Objective ::
Reproduce every entry below verbatim, omitting the pictures.

Data shown ::
···
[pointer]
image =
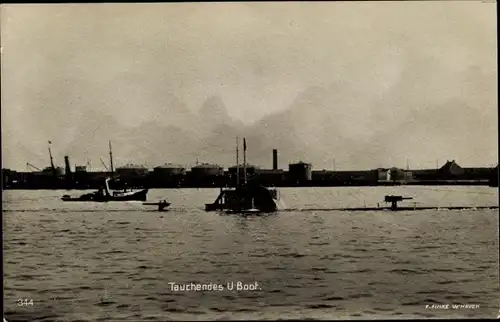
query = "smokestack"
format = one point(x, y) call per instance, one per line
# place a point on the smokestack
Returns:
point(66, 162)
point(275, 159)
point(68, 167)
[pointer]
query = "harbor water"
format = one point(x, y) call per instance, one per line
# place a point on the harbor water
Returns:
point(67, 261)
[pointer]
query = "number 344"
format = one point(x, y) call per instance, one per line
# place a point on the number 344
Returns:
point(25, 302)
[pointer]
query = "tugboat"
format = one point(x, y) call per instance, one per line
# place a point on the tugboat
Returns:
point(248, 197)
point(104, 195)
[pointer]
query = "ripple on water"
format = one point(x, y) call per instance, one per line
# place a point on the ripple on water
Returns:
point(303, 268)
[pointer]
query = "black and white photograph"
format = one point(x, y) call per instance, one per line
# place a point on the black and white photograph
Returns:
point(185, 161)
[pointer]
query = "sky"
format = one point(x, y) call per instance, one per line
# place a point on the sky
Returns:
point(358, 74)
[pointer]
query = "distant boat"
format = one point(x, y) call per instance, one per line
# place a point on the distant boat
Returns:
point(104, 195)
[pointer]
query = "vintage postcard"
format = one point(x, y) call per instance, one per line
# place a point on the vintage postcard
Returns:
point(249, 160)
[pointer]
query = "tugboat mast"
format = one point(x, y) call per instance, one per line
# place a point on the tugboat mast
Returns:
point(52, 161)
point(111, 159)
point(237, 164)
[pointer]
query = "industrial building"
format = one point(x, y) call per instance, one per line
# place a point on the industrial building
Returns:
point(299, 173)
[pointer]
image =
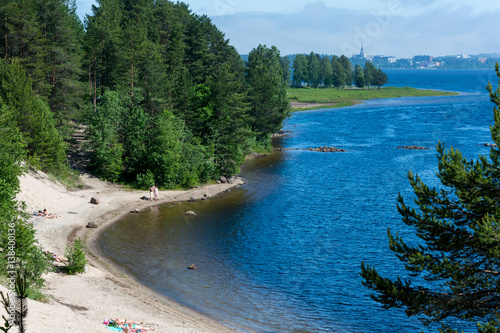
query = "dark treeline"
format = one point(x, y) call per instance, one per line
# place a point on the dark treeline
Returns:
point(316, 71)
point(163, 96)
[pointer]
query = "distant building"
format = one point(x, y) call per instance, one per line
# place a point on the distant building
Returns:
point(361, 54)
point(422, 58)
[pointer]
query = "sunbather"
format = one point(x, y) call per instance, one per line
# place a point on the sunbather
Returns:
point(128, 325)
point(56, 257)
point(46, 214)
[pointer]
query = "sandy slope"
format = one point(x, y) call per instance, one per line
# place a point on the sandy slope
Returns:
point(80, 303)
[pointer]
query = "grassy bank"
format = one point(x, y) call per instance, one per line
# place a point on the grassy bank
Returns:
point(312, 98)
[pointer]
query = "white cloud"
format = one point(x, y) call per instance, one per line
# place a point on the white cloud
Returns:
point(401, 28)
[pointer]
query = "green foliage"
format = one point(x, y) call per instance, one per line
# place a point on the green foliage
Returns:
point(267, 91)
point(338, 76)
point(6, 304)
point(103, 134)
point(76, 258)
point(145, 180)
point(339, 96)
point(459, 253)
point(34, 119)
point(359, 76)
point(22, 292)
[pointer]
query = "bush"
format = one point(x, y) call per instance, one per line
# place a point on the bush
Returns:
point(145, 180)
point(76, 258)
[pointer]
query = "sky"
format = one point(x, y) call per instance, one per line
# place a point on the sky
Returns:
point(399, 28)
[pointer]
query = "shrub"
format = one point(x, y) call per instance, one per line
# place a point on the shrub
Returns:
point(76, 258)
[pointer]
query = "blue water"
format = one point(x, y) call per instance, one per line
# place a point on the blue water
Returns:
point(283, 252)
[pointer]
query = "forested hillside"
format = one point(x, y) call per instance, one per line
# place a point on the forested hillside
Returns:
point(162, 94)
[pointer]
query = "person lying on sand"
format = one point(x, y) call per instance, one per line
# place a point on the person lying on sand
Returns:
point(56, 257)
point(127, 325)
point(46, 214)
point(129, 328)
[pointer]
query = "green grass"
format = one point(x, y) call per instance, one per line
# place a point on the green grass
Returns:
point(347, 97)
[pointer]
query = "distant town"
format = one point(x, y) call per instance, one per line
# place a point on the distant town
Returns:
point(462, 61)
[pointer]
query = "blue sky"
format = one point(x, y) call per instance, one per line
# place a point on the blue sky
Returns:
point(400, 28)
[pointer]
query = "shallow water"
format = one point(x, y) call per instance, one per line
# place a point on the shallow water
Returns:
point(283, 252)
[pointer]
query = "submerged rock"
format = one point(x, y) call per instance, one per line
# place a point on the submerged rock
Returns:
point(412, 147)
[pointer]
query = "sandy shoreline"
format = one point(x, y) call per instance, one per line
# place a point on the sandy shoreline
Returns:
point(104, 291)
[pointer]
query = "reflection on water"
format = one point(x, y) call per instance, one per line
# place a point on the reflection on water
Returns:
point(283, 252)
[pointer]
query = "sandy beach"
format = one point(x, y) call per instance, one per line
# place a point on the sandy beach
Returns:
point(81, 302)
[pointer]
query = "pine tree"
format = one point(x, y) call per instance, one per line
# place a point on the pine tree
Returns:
···
Exercise answer ::
[pointer]
image =
query = "smokestack"
format = one point(x, y) call per instance, one per line
# place a point on the smokestack
Returns:
point(66, 162)
point(275, 159)
point(68, 167)
[pointer]
query = "harbor water"
format = one point(x, y) call per instance, one per line
# place a point on the harbor water
Returns:
point(67, 261)
[pointer]
query = "number 344"
format = one point(x, y) call per instance, one per line
# place a point on the number 344
Returns:
point(25, 302)
[pointer]
query = "tugboat"
format = one point(x, y) call per instance, one per line
# place a point on the tugboat
Returns:
point(248, 197)
point(104, 195)
[pointer]
query = "ripple on water"
format = one point(x, y) call per instance, one per line
# place a point on the ripple on water
Returns:
point(303, 268)
[pointer]
query = "black and white photograph"
format = one point(x, y) call per instance, one per line
# place a point on the black and white photograph
Returns:
point(185, 161)
[pointer]
query = "sky"
format = one point(x, y) call per instance, one per line
# place a point on the sky
Returns:
point(358, 74)
[pointer]
query = "distant boat"
format = one point(x, y) call per instance, one per line
# place a point on the distant boat
Returns:
point(104, 195)
[pointer]
query = "vintage postcard"
format = one point(x, y) call per instance, one per line
# place a point on the vintage postcard
Returns:
point(249, 160)
[pointer]
query = "tugboat mast"
format = one point(x, y) call per instance, one per line
# place a point on the tugboat mast
Returns:
point(52, 161)
point(111, 159)
point(237, 164)
[pointer]
query = "industrial building"
format = one point(x, y) call per instance, one per line
# place a point on the industrial building
Returns:
point(299, 173)
[pointer]
image =
query = "dark treeline"
format = one point(x, y) call per instance, one per line
# place a point on the dark treeline
Returns:
point(316, 71)
point(163, 96)
[pointer]
query = "distant building"
format = one point(x, y) call per instance, one per line
# place a point on the distant building
Returns:
point(361, 54)
point(422, 58)
[pointer]
query = "sunbather"
format = one point(x, y) call per instance, one per line
# place a point on the sunbather
Returns:
point(128, 325)
point(56, 257)
point(46, 214)
[pointer]
query = "sandy slope"
format = one point(x, y) call per instance, one per line
# place a point on the sandy slope
Returns:
point(80, 303)
[pointer]
query = "grassy bank"
format = one point(x, y) call per instance, one per line
# place a point on the grassy bank
Returns:
point(312, 98)
[pointer]
query = "white cloud"
format = one point(x, y) call per instance, one per line
# place a point on the white cloud
Returns:
point(401, 28)
[pointer]
query = "green foliage"
format = one point(x, y) call per instance, one per line
# place a point on the green foliage
Returns:
point(267, 91)
point(338, 76)
point(6, 304)
point(103, 134)
point(76, 258)
point(145, 180)
point(339, 96)
point(459, 253)
point(34, 119)
point(359, 76)
point(22, 292)
[pointer]
query = "bush"
format = one point(x, y) call per instance, one per line
# place a point on the bush
Returns:
point(145, 180)
point(76, 258)
[pointer]
query = "sky"
format = one point(x, y) call per instance, one per line
# place a point on the sky
Returns:
point(399, 28)
[pointer]
query = "shrub"
format = one point(x, y) call per instance, one per line
# place a point on the shrub
Returns:
point(76, 258)
[pointer]
query = "blue water"
format = one point(x, y) call per instance, one per line
# place a point on the blue water
Returns:
point(283, 252)
[pointer]
query = "forested hillside"
format = one point(x, y) call per instance, one per line
# place a point on the forested hillside
Returns:
point(162, 94)
[pointer]
query = "person lying on sand"
format = one point(x, y) call per instance, one per line
# place a point on the person lying on sand
Returns:
point(56, 257)
point(127, 325)
point(46, 214)
point(129, 328)
[pointer]
query = "green grass"
format = one point(x, y) call per instance, one per line
# place a point on the green grass
Returns:
point(347, 97)
[pointer]
query = "distant town"
format = one point(x, y) call per instance, one per line
# place a point on the distant town
Returns:
point(462, 61)
[pointer]
query = "blue sky"
format = one point(x, y) call per instance, one per line
# place a point on the blue sky
Returns:
point(400, 28)
[pointer]
query = "shallow water"
format = one point(x, y) call per instance, one per line
# place a point on the shallow water
Returns:
point(283, 252)
[pointer]
query = "submerged rock"
format = one point(x, y) call per instance, one per line
# place a point on the submerged rock
Returns:
point(412, 147)
[pointer]
query = "sandy shoreline"
format = one point(x, y) call per instance, one per line
# place a point on the sandy shoreline
Returns:
point(104, 291)
[pointer]
query = "reflection on water"
format = one point(x, y) call per instance, one per line
# place a point on the reflection on water
Returns:
point(283, 252)
[pointer]
query = "sandy beach"
format = one point(x, y) call per instance, one per line
# place a point on the sandy beach
Returns:
point(81, 302)
[pointer]
query = "pine tree"
format = one point(x, y) call per instance, one per line
# place a point on the pine tree
Returns:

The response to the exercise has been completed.